SUPPLIED ENTRIES:
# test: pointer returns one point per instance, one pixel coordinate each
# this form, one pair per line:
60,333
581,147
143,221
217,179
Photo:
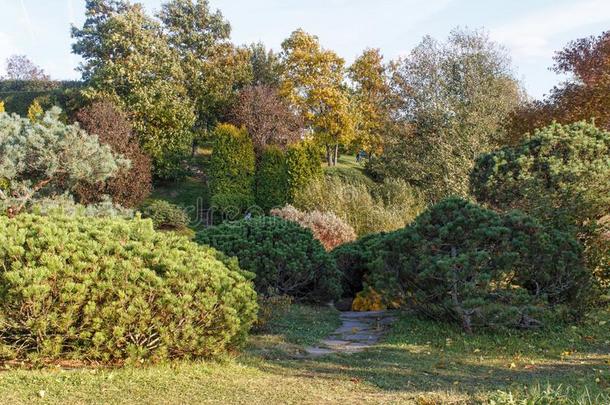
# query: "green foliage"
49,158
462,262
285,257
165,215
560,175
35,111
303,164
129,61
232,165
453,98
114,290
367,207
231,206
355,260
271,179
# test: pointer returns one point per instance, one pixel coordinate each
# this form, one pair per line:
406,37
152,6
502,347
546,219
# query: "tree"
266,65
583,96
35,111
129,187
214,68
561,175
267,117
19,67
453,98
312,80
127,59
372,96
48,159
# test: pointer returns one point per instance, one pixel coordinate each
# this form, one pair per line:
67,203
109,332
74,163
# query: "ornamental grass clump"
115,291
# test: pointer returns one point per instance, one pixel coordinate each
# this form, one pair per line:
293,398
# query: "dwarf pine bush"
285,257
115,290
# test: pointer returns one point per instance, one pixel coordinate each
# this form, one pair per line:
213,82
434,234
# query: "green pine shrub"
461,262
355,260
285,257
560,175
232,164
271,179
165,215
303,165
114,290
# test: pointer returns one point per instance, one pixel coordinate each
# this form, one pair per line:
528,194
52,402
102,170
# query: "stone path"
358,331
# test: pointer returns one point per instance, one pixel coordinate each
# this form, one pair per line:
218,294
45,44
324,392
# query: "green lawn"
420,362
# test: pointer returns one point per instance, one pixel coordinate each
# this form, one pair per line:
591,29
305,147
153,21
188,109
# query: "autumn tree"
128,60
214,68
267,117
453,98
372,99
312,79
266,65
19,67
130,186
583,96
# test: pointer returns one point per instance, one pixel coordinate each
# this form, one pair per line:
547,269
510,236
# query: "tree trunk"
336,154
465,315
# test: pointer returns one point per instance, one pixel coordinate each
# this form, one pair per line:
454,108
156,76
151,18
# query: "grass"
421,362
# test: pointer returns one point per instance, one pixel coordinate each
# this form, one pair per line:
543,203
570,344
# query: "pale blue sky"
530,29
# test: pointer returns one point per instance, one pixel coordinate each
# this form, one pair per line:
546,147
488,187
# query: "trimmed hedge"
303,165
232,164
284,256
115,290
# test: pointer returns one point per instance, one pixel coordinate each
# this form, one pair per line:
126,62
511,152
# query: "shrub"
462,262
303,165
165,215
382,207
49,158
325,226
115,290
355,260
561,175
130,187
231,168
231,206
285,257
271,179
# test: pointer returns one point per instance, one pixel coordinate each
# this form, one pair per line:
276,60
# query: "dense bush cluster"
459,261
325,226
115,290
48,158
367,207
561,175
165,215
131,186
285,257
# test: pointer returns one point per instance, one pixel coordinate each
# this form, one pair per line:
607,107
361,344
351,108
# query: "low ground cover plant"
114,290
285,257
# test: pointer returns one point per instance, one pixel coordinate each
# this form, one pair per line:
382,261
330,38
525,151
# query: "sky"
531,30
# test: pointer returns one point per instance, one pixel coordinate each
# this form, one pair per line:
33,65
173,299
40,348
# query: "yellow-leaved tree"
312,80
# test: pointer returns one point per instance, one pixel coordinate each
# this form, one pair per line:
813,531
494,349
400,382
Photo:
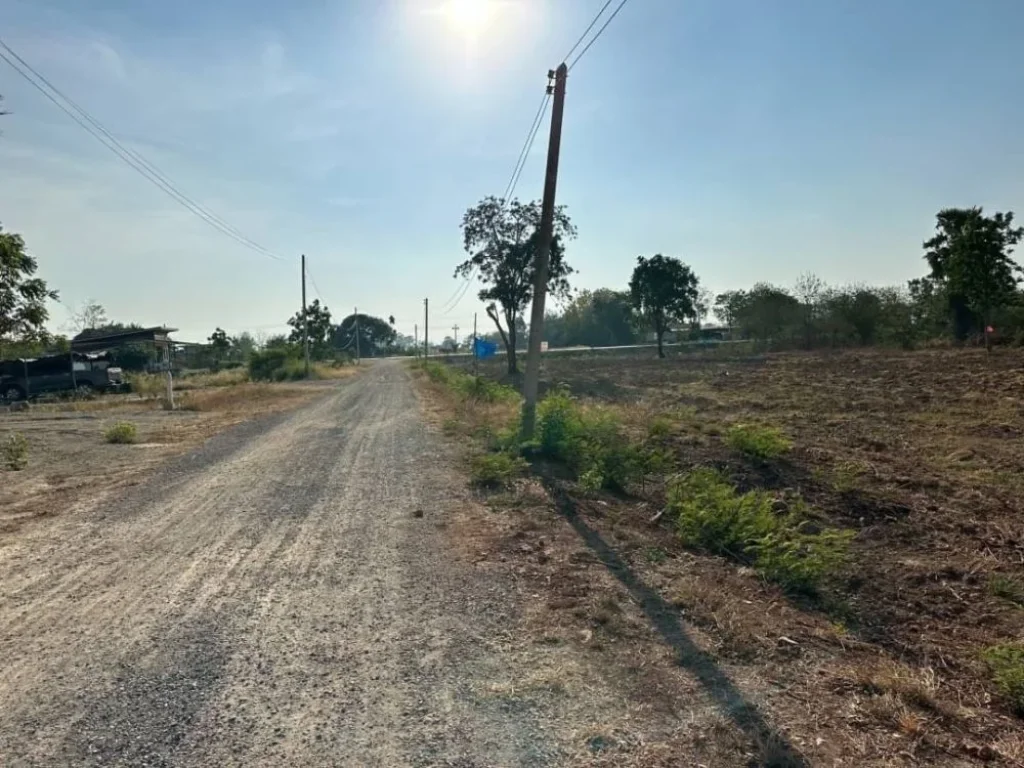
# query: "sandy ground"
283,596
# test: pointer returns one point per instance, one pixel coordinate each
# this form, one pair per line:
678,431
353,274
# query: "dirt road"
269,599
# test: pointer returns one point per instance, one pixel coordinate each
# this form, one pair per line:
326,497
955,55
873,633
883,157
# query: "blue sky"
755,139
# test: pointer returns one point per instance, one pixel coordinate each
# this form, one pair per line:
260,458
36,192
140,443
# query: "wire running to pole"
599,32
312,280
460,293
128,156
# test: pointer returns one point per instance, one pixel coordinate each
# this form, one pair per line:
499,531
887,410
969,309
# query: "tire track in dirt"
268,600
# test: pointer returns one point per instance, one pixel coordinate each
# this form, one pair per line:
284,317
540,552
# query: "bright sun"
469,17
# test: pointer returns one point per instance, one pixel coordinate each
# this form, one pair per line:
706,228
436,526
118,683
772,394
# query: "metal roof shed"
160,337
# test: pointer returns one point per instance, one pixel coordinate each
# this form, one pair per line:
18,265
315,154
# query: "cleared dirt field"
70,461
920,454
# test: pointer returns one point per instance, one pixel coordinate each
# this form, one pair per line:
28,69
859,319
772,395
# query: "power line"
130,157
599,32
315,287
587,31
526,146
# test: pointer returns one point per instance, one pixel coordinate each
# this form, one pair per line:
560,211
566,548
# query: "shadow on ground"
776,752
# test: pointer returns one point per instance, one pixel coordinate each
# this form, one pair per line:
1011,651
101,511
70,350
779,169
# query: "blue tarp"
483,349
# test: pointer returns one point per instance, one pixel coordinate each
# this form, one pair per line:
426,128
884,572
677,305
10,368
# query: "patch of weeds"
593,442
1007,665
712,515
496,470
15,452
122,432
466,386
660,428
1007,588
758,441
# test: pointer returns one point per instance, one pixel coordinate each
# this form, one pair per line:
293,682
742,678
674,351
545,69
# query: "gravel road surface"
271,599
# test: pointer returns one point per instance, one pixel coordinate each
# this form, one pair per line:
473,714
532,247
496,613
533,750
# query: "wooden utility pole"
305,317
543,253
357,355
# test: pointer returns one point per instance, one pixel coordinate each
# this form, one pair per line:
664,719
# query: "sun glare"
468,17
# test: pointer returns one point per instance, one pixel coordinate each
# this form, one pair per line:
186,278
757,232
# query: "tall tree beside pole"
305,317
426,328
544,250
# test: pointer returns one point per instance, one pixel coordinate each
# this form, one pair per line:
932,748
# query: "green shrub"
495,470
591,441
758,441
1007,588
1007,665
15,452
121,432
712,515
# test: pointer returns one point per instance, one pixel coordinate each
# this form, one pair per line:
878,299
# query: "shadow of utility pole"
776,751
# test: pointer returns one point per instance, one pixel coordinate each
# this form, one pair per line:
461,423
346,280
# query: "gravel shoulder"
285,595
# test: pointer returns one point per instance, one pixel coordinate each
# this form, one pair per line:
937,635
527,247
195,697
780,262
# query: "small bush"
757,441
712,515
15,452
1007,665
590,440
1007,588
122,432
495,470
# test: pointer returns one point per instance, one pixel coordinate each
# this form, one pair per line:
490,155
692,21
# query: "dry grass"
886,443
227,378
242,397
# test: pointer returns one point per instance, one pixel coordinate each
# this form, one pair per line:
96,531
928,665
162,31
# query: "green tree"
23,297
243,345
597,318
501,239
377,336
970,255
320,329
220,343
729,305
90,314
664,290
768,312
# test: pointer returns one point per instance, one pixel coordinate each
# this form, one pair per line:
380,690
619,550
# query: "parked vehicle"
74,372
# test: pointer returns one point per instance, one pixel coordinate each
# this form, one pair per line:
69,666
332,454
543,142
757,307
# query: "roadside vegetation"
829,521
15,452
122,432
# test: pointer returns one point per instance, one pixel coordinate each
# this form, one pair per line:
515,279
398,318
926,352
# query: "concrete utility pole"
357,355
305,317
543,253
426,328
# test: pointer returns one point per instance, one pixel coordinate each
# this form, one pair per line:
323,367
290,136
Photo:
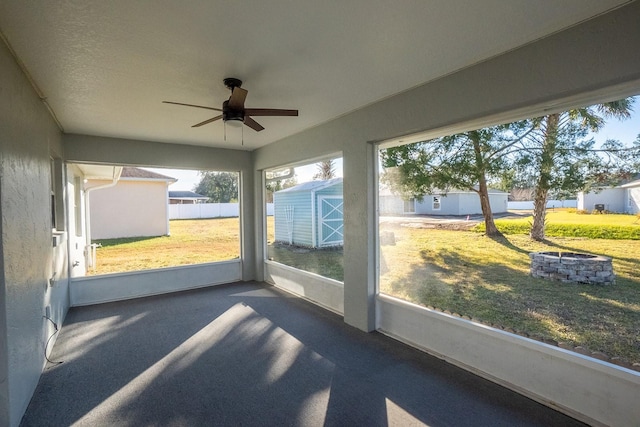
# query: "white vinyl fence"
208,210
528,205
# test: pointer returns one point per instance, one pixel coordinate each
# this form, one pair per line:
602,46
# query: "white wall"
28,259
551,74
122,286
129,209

WORK ORDER: Copy every line of the data exactly as written, excluding the pictures.

PROBLEM SOLUTION:
# test: pointer returns one point per instance, one pixel coordinate each
# this form, one pair per line:
60,333
581,147
143,221
217,179
Photo:
# query: "green foliage"
49,158
462,262
285,257
165,215
560,175
35,111
303,164
129,61
232,165
453,98
114,290
367,207
231,206
355,260
271,179
# test: pointer returns one point per instance, one pixel coordinate each
# this form, one pair per line:
406,37
152,6
502,347
546,219
# query: "tree"
266,65
583,96
35,111
129,187
214,68
561,175
267,117
19,67
453,98
312,80
127,59
372,96
48,159
# test: pointer returns one point per instance, one pixel coordinate each
# this form, one pair per line:
67,203
109,332
74,163
# query: "ornamental grass clump"
115,291
# test: pointer returns one point per instance, one pixel coordinate each
# this form, one pair per line:
293,398
# query: "dwarf pine bush"
285,257
115,290
# test: pointer returns one point per instance, one pixel coordinate each
# this form, one pair per line:
213,82
434,234
# query: "green pine shrub"
461,262
355,260
285,257
560,175
232,164
271,179
165,215
303,165
114,290
# test: pointer returns one point per instance, one pixel coordinate each
# this form, one pair per line:
528,194
52,402
102,170
# query: "stone path"
358,331
# test: pointer returns one point per instance, one pixel coordinate each
# this form, one pair per line:
218,294
45,44
324,392
# query: "green lawn"
420,362
# test: pointer returns one point per instance, one pixel coordinate each
# this form, one pair per line:
591,29
305,147
153,21
188,109
# query: "autumn tree"
128,60
214,68
267,117
453,98
372,99
312,79
266,65
19,67
130,186
583,96
# test: pointer returns one point per instance, one pixel coordinate each
# this form, one pair per line:
547,269
510,236
# query: "tree trunk"
336,154
465,315
# test: pointer returns one point per instance, one pixel coordinate each
# this form, one pair per line:
454,108
156,76
151,18
# query: "grass"
421,362
# test: pointer returns one point per instance, one pixel coordinate each
# this form, one pair per line:
543,203
570,344
# query: "pale blue sky"
530,29
# test: pointer returns one point per instance, one pixel coordinate each
# this form, one pair per line:
546,147
488,187
# query: "trimmed hedge"
303,165
232,164
284,256
115,290
# test: pointer returns one point per instance, one pixel coordinate each
# this form, one pair per line:
126,62
511,152
# query: "shrub"
462,262
303,165
165,215
382,207
49,158
325,226
115,290
355,260
561,175
130,187
231,168
231,206
285,257
271,179
# test: pointer returns one point per instance, one pixel coordinate each
# this form, one pair per line:
276,60
# query: "dense bush cluster"
459,261
325,226
115,290
48,158
367,207
561,175
165,215
131,186
285,257
# test: pointer returns one point per instance, one pixel coordinate each
# this form, one pair per line:
607,107
361,344
351,108
# query: "low ground cover plant"
114,290
285,257
# test: pointer returns one point per instance, one pixel coordinate each
# this form, one pair per line:
382,261
330,38
525,151
# query: "sky"
531,30
# test: pointer returns one point per instance, one pixel coordinate each
# this form, one pair per line:
33,65
173,299
40,348
# query: "yellow-leaved tree"
312,80
# test: pointer returns one point per instance, one pixel coordinate each
# this form, one pair per line:
813,531
494,349
400,382
Photo:
# query: "sandy ground"
283,596
# test: pointer returns one point per instance, one pixel coordinate each
# this form, one pair per line:
678,431
353,274
# query: "dirt road"
269,599
# test: pointer returns one point per instance, one pixel coordinate each
# this form, one pair per line:
326,497
955,55
873,633
883,157
# query: "blue sky"
755,139
# test: pointer returns one point per instance, one pixel coordinate each
# this form, one pair per line:
260,458
36,192
140,443
# query: "wire running to pole"
599,32
312,280
460,293
128,156
# test: pointer returns one point per instance, one pixel coordinate each
# this form, one pair per line:
499,531
887,410
969,309
# query: "tire track in dirt"
268,600
# test: pointer returns one point per instance, one pixel coordinate each
# this form, one pair per line:
284,317
540,552
# query: "bright sun"
469,17
# test: pointer returns one point per instance, one pixel coordinate each
# this form, one pair per line:
706,228
436,526
118,683
772,394
# query: "metal roof shed"
160,337
# test: pointer returns one point per instance, one pixel coordinate each
# this form, one pair per line:
18,265
315,154
# query: "cleared dirt field"
70,461
920,454
# test: pointer returns one point per instance, one pixel coordinate each
# this form, one pair per line:
28,69
859,319
772,395
# query: "power line"
130,157
599,32
315,287
587,31
526,146
# test: pointer returns one point per instance, one pixel coordinate each
# this form, one pair per line:
560,211
566,548
# query: "shadow on ground"
776,752
# test: pointer returns one point per instance, one pixel coordinate each
# this form, one pair per line:
1011,651
101,511
70,350
779,169
# query: "blue tarp"
483,349
# test: pointer returns one point per instance, one pixel coordinate each
# this form, one pair per line:
426,128
884,572
677,305
10,368
# query: "patch of weeds"
593,442
1007,665
712,515
496,470
15,452
122,432
466,386
660,428
1007,588
758,441
# test: pointer returns one point per instance, one pixel coordinate each
# this form, one pair per line:
293,682
742,678
674,351
545,69
# query: "gravel road surface"
271,599
# test: pointer returns one point per instance, one pixel coordinate each
# this form, one pair per line:
473,714
532,247
496,613
533,750
# query: "wooden utility pole"
305,317
543,253
357,355
# test: pointer returns one point per instance, one pixel coordinate each
# this form, one pair per line:
664,719
# query: "sun glare"
468,17
# test: pointer returns one point per instance, one pixel coordinate each
# this form, one pair per line:
186,278
757,232
# query: "tall tree beside pole"
305,317
426,328
544,250
# test: pointer returns one point per instance, one pixel coordinate each
# this form, one pair per line:
932,748
# query: "green shrub"
495,470
591,441
758,441
1007,588
1007,665
15,452
121,432
712,515
# test: pointer returns one point per instance, one pixel coordinate each
# this form, one pair per line:
878,299
# query: "shadow of utility pole"
776,751
# test: pointer returns one point per instance, one pixel coordinate each
# this form, one pair per line:
461,423
346,280
# query: "gravel shoulder"
285,595
# test: pointer returns one point per instance, one pixel coordinate each
# this form, one pair per line:
937,635
527,247
195,697
780,262
# query: "small bush"
757,441
712,515
15,452
1007,665
590,440
1007,588
122,432
495,470
# test: pointer returns one point per instance, one pixel coordinate each
# this form, one pair per line:
490,155
692,21
# query: "dry grass"
886,443
227,378
242,397
# test: pointer returns one point per instance, one pixel coordinate each
# this form, one pair per line:
96,531
928,665
162,31
# query: "green tree"
23,297
243,345
597,318
501,239
377,336
970,255
320,329
220,343
729,305
90,314
664,290
768,312
# test: pointer returns one point per instance, one pixel coordinate each
# this form, one pair per line:
380,690
619,550
# query: "parked vehicle"
74,372
# test: pointer returns one point per instance, one pixel coordinate each
# this form, one pair per line:
69,666
332,454
543,142
757,307
# query: "roadside vegetation"
829,521
15,452
122,432
# test: pointer returns one point per instance, one pixel coordinate each
# this form, one pair per line:
515,279
398,318
926,352
# query: "concrete utility pole"
357,355
305,317
543,253
426,328
# test: pointer returns one point per instance, one pixel coordinate each
# this form, one pair per line:
323,367
290,136
Photo:
# query: "white vinyl fence"
208,210
528,205
# test: pointer returns one point per instance, one pixel coordinate each
# this form, one pair per line:
602,46
# query: "white wall"
28,259
551,74
122,286
129,209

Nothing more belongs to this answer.